▶ **EXPLORA EL MATERIAL**:
A - Responde con los datos del fragmento:
(i) ¿Qué prenda lleva Aznar en su comparecencia, además de la bufanda de casimir?
(ii) ¿Qué instrumento se dice que toca la nueva dama de hierro?
(iii) ¿Cuántos valiums, como mínimo, requiere la asimilación moral de uno de esos días?
B - Copia del fragmento, sin cambios, todo lo que va desde "Empecé haciéndome a" hasta "en sus valoraciones.".
C - Enumera todas las personas que el fragmento menciona por su nombre o apellido.

▶ **FRAGMENTO DEL TEXTO**:
Piii-piii
La comparecencia del ciudadano Aznar, en pleno uso de su bufanda de casimir y de su abrigo de pelo de camello (inolvidable prenda lucida por Marlon Brando en su película de París; lo de ahora es más bien una versión redicha de La última milonga en Georgetown), tuvo la virtud de derramar la gota de acíbar culminante en el túmulo de una jornada, la del martes, que resultó jodidamente, piii-piii, jodidamente jodida. Uno de esos días cuya asimilación moral requiere la ingestión de, al menos, un par de valiums.
Empecé haciéndome a la idea (nunca creí que llegaría semejante momento) de que no me alegra en lo más mínimo el ascenso social de una mujer negra, piii-piii, o afroamericana. Malditos sean. Sólo a las retorcidas mentes del neoconismo se les podría ocurrir una perversidad así: usar a los racistas de otra raza (Condi Rice ha declarado que todos los negros, piii-piii, tuvieron tantas oportunidades en la vida como ella) y a las machistas del otro sexo para reforzar los valores eternos de familia tradicional y hazañas bélicas. Los israelíes aguardan de Rice que se alinee con su bando, y el oficialismo palestino espera de su feminidad una manita más blanda. Recuerden que el oficialismo palestino siempre se ha equivocado en sus valoraciones.
Fue ver a Condi con Bush jr. en la foto de parabienes, y sentir en el cogote el inequívoco estremecimiento de quien asiste a una celebración preventiva de El beso de la muerte: el beso para ellos, la muerte para los demás. No haré hincapié, no quiero ponerme frenética, en el cabello desarraigado a la plancha y con puntitas hacia arriba estilo Pleasantville. Dicen que la nueva dama de hierro (qué bien calan, los hombres que suelen auparlas al poder, a las bitches metálicas estas) es muy inteligente y toca el piano. Nos hallamos, por consiguiente, ante un caso de Sentido Sin Sensibilidad en versión Alabama, tan claro que resulta casi obsoleto. Pobre Moratinos.

Elementos almacenados

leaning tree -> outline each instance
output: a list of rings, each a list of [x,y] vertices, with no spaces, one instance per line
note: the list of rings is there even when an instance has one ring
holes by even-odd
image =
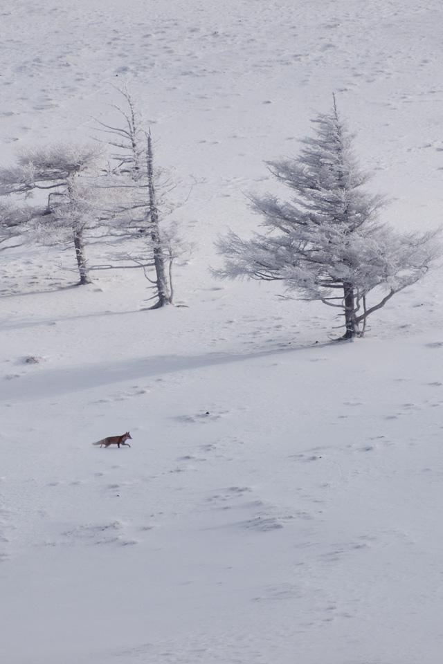
[[[400,233],[379,220],[386,201],[362,189],[370,175],[356,162],[335,98],[331,112],[313,122],[316,136],[301,142],[298,156],[266,162],[294,197],[252,195],[265,232],[219,238],[225,263],[215,273],[282,282],[302,299],[336,307],[344,316],[341,338],[352,339],[363,335],[370,314],[426,274],[441,253],[439,232]]]
[[[17,154],[15,165],[0,169],[0,196],[17,201],[21,196],[28,199],[39,192],[46,194],[35,196],[38,203],[22,208],[21,216],[27,217],[23,228],[37,242],[71,243],[80,284],[91,283],[84,231],[101,214],[100,193],[89,178],[98,172],[105,153],[105,148],[100,145],[55,143],[24,149]],[[11,230],[10,221],[8,228]]]
[[[116,89],[123,98],[114,104],[120,120],[109,124],[97,120],[109,136],[111,163],[101,187],[114,192],[114,229],[120,237],[136,239],[138,248],[123,257],[143,268],[154,290],[152,309],[172,303],[172,270],[174,258],[186,250],[177,225],[165,223],[174,209],[163,199],[174,183],[159,169],[150,129],[126,87]],[[161,193],[159,193],[161,192]],[[107,232],[111,232],[109,227]],[[146,268],[154,268],[150,276]]]

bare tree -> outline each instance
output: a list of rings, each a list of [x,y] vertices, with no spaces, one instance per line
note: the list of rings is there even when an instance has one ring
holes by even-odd
[[[151,131],[145,129],[141,113],[125,89],[118,89],[124,99],[124,107],[114,105],[122,118],[121,126],[112,126],[98,120],[102,131],[111,136],[109,145],[114,151],[112,164],[107,175],[108,186],[120,192],[116,205],[118,232],[128,237],[136,238],[144,249],[136,251],[132,259],[145,269],[146,278],[154,288],[150,308],[159,308],[172,302],[172,268],[181,241],[174,225],[165,223],[165,216],[170,212],[162,194],[173,186],[163,172],[154,163],[154,150]],[[153,268],[155,277],[149,276],[147,268]]]
[[[75,142],[28,148],[19,153],[15,166],[0,170],[0,195],[47,194],[46,203],[28,208],[28,230],[43,243],[72,242],[80,284],[91,282],[84,230],[99,210],[97,192],[86,176],[97,172],[105,152],[102,145]]]
[[[369,176],[354,156],[354,136],[335,98],[331,112],[313,122],[316,136],[302,141],[298,157],[267,163],[295,197],[252,196],[265,232],[243,240],[231,231],[219,239],[226,261],[215,274],[281,281],[305,299],[336,307],[345,319],[341,338],[350,339],[363,335],[368,316],[426,273],[441,254],[439,232],[399,233],[378,221],[385,200],[361,189]],[[378,295],[370,303],[370,293]]]

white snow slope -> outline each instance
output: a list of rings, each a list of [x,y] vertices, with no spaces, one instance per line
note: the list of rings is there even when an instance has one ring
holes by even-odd
[[[337,344],[333,310],[208,268],[332,92],[385,218],[440,224],[441,1],[0,8],[3,164],[98,135],[127,83],[174,194],[199,183],[186,306],[143,311],[135,270],[68,288],[71,250],[1,253],[1,661],[440,664],[442,270]]]

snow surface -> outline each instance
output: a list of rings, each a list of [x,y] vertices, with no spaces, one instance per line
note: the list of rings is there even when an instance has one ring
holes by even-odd
[[[71,250],[2,252],[2,661],[440,664],[442,270],[336,344],[332,310],[208,266],[333,91],[386,218],[439,225],[442,3],[1,10],[3,163],[96,136],[126,82],[174,195],[199,182],[175,213],[198,242],[186,306],[143,311],[134,270],[70,288]],[[91,445],[128,429],[131,449]]]

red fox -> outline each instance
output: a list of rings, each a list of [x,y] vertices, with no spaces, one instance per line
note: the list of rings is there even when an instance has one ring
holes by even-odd
[[[110,445],[116,445],[118,448],[120,448],[120,445],[125,445],[127,448],[130,448],[131,445],[129,443],[125,443],[125,441],[127,441],[128,438],[130,440],[132,440],[132,436],[129,434],[129,431],[127,431],[125,434],[123,434],[122,436],[109,436],[107,438],[104,438],[101,441],[97,441],[96,443],[93,443],[93,445],[100,445],[100,448],[102,445],[105,445],[105,448],[109,448]]]

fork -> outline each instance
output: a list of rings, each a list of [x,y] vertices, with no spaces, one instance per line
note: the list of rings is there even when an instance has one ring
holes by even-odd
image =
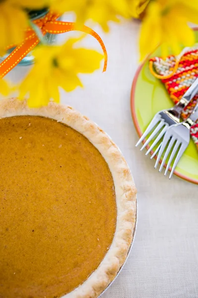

▶ **RESPUESTAS**:
A -
(i) Un abrigo de pelo de camello.
(ii) El piano.
(iii) Un par.

B -
Empecé haciéndome a la idea (nunca creí que llegaría semejante momento) de que no me alegra en lo más mínimo el ascenso social de una mujer negra, piii-piii, o afroamericana. Malditos sean. Sólo a las retorcidas mentes del neoconismo se les podría ocurrir una perversidad así: usar a los racistas de otra raza (Condi Rice ha declarado que todos los negros, piii-piii, tuvieron tantas oportunidades en la vida como ella) y a las machistas del otro sexo para reforzar los valores eternos de familia tradicional y hazañas bélicas. Los israelíes aguardan de Rice que se alinee con su bando, y el oficialismo palestino espera de su feminidad una manita más blanda. Recuerden que el oficialismo palestino siempre se ha equivocado en sus valoraciones.

C - Aznar, Marlon Brando, Condi Rice, Bush jr., Moratinos